§ **Problems to solve**
(A) Find each line of the records that contains the short string "small", and copy those lines out.
(B) Resume the notebook excerpt on handling missing data, writing the text that comes after its final line.

§ **Text excerpt**
START

The dataset is loaded and converted into a workable format.

Now, we need to artificially implant missing data. There are countless ways to do it. Here, we will do it by:
1. Generating a random number.
1. Subtracting it to the values in the dataset.
1. Assigning a missing value to the cases where the substraction is less than a certain threshold.

Parameters and threshold values are defined randomly, but taking into account the order of magnitude of the numbers involved. 

In [4]:
# Implant artificial missing values
import numpy as np

rand = np.random.RandomState(0)  # Random number generator
X_missing = X.copy()

mask = []  # We will need this later to filter observations in y
features_missing = np.shape(X)[1]  # Missing values in all features
loc = 0  # Mean in numpy.random.normal
scale = 5  # Standard deviation in numpy.random.normal 
threshold = 1.75
for i in range(0, features_missing):
    mask_partial = np.abs(X[:,1] - rand.normal(loc=loc, scale=scale, size=X.shape[0])) < threshold
    X_missing[mask_partial, i] = np.NaN
    mask.append(mask_partial)

X_missing

array([[5.7, 4.4, 1.5, 0.4],
       [nan, 3.1, 1.5, nan],
       [5.7, 3. , 4.2, nan],
       [5.8, 2.7, 5.1, nan],
       [6.9, 3.1, nan, nan],
       [6.3, 3.4, 5.6, 2.4],
       [nan, 3.3, 5.7, 2.1],
       [5.1, 3.8, 1.5, 0.3],
       [5. , 3.5, nan, 0.3],
       [nan, 2.9, 4.6, 1.3],
       [5.3, 3.7, 1.5, 0.2],
       [5. , 3.4, 1.6, 0.4],
       [nan, nan, 1.6, 0.2],
       [6.1, 3. , 4.9, 1.8],
       [nan, 3.2, 1.4, 0.2],
       [nan, nan, 1.5, 0.1],
       [6. , 2.2, 5. , 1.5],
       [4.9, 3.1, 1.5, 0.1],
       [nan, 3. , 4.1, 1.3],
       [5.6, nan, 4.9, nan],
       [6.3, 2.3, 4.4, 1.3],
       [nan, nan, 4.5, 1.5],
       [nan, nan, nan, 1.4],
       [5.1, 3.7, 1.5, 0.4],
       [5.7, 2.5, 5. , 2. ],
       [6.4, nan, 5.6, 2.1],
       [5.6, 3. , 4.5, 1.5],
       [5.4, 3.4, 1.7, 0.2],
       [6.7, 3.1, 4.7, 1.5],
       [5. , 3.2, nan, nan],
       [nan, 2.5, nan, nan],
       [nan, 3. , 1.4, 0.3],
       [4.6, 3.6, nan, 0.2],
       [6.1, 3. , 4.6, 1.4],
       [6.8, n

Done! Our dataset is ready.

Now, let's compare the two approaches we discussed in the beginning of the notebook:
1. Use only valid data.
1. Impute data.

# 1. Use only valid data

As we said in the beginning, the procedure that we need to follow is:
1. Choose an **error metric** (e.g. accuracy).
1. Select a **machine learning algorithm** (e.g. logistic regression).
1. Apply a **missing data solution** (e.g. impute data) to get a complete dataset.
1. Evaluate model performance through **cross-validation**.

END

§ **Data shown**

START

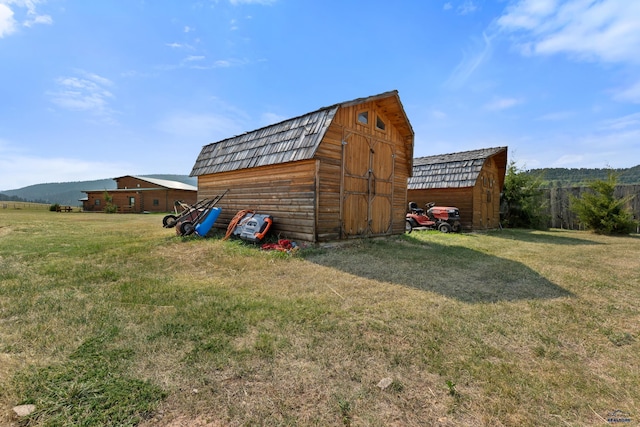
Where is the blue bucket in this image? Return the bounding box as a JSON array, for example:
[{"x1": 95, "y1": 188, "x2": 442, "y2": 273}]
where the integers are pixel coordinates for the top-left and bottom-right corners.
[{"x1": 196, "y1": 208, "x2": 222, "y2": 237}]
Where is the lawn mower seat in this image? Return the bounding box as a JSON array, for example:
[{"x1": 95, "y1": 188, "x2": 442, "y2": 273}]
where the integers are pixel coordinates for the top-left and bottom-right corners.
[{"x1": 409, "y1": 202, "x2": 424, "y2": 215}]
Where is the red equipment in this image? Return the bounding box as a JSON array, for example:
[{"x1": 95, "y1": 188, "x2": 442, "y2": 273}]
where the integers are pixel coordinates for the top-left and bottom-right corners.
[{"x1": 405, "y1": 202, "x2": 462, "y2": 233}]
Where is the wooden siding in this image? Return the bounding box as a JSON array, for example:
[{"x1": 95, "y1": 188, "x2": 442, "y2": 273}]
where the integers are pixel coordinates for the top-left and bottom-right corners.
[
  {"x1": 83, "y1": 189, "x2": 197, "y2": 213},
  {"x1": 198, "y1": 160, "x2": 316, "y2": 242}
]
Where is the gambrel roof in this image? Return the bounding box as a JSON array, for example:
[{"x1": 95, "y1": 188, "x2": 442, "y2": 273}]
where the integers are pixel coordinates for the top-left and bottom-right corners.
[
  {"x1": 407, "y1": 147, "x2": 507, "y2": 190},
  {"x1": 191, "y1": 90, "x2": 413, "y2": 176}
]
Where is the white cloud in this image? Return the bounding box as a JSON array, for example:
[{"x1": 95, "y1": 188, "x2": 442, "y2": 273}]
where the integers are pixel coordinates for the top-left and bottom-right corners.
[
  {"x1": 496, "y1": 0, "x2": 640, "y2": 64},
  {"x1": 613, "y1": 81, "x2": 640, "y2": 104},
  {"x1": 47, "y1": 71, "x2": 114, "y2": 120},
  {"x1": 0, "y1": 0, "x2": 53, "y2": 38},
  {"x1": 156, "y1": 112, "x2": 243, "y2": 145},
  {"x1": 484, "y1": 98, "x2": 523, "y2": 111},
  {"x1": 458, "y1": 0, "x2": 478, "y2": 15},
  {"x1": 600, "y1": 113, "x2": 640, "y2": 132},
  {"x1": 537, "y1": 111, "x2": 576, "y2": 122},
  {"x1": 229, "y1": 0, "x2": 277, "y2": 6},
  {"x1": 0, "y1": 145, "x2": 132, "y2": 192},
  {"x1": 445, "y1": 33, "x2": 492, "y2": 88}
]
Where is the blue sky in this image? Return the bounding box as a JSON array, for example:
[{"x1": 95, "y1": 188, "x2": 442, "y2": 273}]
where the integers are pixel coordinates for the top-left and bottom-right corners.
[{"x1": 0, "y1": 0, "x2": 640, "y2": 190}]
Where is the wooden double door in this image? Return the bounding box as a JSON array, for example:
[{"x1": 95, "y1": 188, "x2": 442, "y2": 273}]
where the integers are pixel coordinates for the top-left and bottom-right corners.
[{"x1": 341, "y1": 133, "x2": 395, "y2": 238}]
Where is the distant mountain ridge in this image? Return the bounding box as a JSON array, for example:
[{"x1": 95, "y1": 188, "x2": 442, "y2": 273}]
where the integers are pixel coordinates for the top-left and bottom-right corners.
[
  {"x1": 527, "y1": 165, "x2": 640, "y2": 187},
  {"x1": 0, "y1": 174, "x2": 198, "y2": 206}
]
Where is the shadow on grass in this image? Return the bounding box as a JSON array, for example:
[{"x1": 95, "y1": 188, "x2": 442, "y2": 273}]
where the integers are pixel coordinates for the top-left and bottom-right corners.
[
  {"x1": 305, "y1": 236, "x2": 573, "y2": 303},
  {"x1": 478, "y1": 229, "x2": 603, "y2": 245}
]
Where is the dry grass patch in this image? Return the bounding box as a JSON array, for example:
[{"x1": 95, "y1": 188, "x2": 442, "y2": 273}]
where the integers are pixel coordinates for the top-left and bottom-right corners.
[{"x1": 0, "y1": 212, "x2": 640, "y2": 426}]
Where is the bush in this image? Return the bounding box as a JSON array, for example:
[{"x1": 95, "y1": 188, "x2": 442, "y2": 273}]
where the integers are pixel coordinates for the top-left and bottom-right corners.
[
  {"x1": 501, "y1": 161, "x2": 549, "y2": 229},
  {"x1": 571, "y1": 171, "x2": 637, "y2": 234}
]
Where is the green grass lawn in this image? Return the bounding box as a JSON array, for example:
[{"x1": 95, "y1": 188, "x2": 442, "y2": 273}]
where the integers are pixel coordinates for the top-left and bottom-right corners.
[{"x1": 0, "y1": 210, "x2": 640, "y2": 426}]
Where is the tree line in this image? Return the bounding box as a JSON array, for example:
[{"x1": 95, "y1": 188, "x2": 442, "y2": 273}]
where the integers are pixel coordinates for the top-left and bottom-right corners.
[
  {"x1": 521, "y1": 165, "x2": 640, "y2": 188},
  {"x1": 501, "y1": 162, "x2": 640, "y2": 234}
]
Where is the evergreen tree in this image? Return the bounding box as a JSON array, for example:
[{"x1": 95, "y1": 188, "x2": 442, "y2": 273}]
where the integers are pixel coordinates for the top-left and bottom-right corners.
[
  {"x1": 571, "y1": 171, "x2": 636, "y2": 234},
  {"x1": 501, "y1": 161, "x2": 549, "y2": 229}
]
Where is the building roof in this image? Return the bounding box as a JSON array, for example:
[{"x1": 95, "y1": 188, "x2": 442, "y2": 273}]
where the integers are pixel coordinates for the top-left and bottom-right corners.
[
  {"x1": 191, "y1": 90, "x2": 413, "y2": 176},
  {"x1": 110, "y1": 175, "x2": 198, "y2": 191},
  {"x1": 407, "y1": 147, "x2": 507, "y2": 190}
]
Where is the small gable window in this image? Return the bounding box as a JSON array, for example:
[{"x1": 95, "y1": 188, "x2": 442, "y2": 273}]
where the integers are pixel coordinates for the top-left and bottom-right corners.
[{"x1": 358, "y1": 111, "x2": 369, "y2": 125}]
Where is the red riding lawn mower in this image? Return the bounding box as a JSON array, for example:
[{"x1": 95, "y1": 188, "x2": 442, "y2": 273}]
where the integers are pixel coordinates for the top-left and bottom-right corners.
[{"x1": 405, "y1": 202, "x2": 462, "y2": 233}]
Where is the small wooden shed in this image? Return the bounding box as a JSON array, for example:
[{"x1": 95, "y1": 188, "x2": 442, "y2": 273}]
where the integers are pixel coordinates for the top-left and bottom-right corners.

END
START

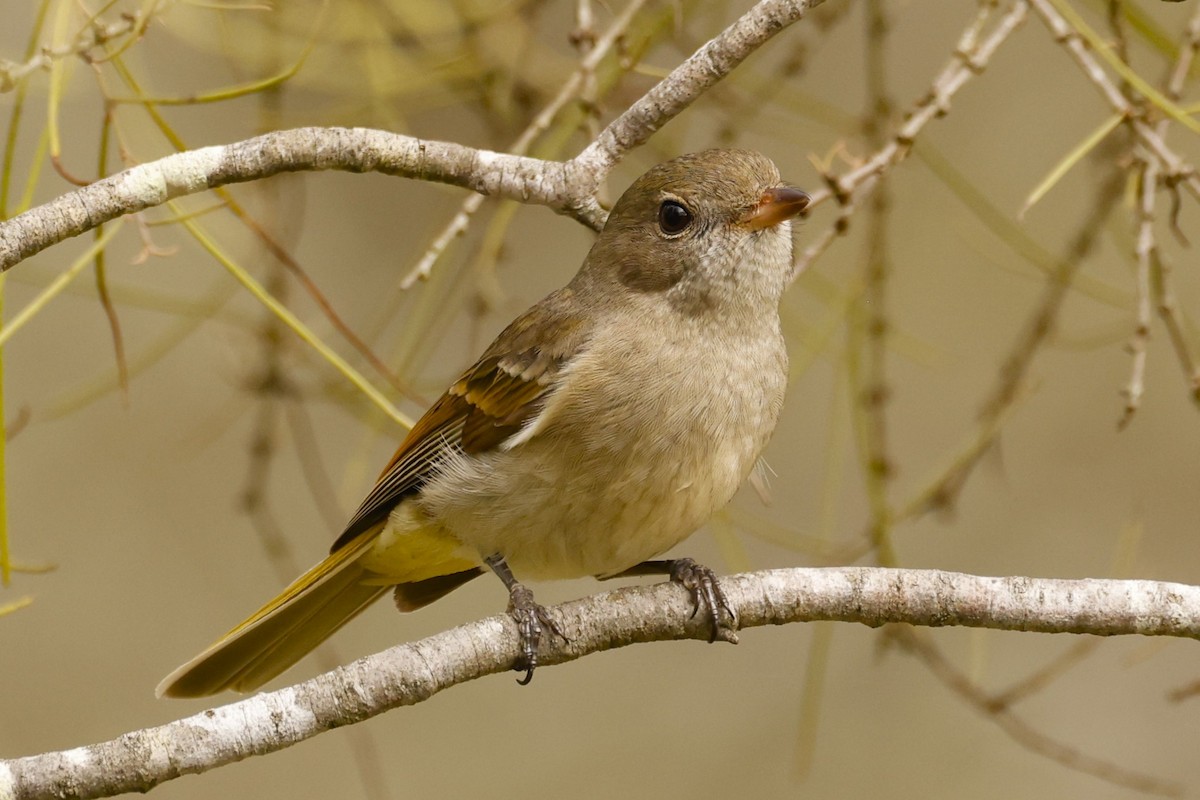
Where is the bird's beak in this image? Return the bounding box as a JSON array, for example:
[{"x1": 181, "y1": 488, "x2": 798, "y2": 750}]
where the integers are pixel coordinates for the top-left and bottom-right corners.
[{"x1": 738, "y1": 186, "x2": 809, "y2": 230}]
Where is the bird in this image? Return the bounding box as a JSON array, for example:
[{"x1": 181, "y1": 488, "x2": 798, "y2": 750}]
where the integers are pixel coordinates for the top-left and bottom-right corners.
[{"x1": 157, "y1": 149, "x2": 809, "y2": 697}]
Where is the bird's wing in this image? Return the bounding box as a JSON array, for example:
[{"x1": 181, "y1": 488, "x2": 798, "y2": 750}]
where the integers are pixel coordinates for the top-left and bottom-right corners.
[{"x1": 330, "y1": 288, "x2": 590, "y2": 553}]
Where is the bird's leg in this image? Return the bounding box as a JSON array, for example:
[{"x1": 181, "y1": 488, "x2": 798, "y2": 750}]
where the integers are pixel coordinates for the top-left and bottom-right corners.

END
START

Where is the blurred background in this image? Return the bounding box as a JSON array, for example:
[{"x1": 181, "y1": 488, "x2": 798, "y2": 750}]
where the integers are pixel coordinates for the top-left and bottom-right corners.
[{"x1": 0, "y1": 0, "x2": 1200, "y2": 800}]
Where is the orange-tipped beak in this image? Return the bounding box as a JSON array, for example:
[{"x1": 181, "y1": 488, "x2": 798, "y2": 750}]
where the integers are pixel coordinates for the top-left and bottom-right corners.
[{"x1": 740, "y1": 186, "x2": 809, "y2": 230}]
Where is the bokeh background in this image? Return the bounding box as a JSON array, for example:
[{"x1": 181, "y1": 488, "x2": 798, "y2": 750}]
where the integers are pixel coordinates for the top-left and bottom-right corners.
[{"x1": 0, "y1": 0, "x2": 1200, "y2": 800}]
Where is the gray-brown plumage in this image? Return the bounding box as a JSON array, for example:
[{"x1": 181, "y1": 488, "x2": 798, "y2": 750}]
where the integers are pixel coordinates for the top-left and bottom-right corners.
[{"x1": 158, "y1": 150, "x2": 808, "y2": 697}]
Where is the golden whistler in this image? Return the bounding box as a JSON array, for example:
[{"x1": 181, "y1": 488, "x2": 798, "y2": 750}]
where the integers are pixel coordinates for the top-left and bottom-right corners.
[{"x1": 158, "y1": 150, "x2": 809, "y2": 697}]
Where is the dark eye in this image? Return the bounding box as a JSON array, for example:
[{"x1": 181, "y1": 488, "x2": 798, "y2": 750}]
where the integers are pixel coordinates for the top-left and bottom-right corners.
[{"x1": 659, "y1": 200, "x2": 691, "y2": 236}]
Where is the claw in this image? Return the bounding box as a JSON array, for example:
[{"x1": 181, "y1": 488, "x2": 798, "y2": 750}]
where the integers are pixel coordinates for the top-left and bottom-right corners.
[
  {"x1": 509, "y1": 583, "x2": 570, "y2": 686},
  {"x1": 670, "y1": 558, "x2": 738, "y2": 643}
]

END

§ **Expected results**
(A)
Where is the small gable window in this image? Return the bounding box as a JSON array, for example:
Where is the small wooden shed in this image? Return the bounding box as a JSON array, for example:

(B)
## 1.1. Error metric

We will use **accuracy**. Accuracy is given by the ratio between the number of correct predicted labels and the total number of observations in the sample.

## 1.2. Machine learning algorithm

We will use **logistic regression**. It's a simple and well-known algorithm that fits the illustrative purposes of our example.

## 1.3. Imputation method

In the *only valid data* approach, the idea is to remove the observations with missing values and keep only the observations with complete data. Let's do it.

In [5]:
# Delete observations with missing values
import pandas as pd

X_filtered = pd.DataFrame(X_missing)
X_filtered.dropna(inplace=True)

## To remove observations in y it's not trivial
## We need mask to know, in each column, which observations have missing values
## Then we keep all the observations without missing values
mask_total = mask[0]
for i in range(0, np.shape(mask)[0]):
    mask_total += mask[i]
y_filtered = y[~(mask_total)]

print(np.shape(X_filtered))
print(np.shape(y_filtered))

(54, 4)
(54,)


## 1.4. Evaluation through cross-validation

Now, to estimate the performance of the model, we will use cross-validation. In scikit-learn, we can use cross-validation through the *cross_val_score* function. Since it applies k-fold cross-validation, we need to define the number of folds. Usually, 5 or 10 are enough. Here, we will use 5 folds (cv=5) because I like the number 5.

In [6]:
# Estimate model's performance
from sklearn.linear_model import LogisticRegression
from sklearn.model_selection import cross_val_score

lr = LogisticRegression()
score = cross_val_score(lr, X_filtered, y_filtered, cv=5)
print('Score: %.3f +/- %.3f' % (np.mean(score), np.std(score)))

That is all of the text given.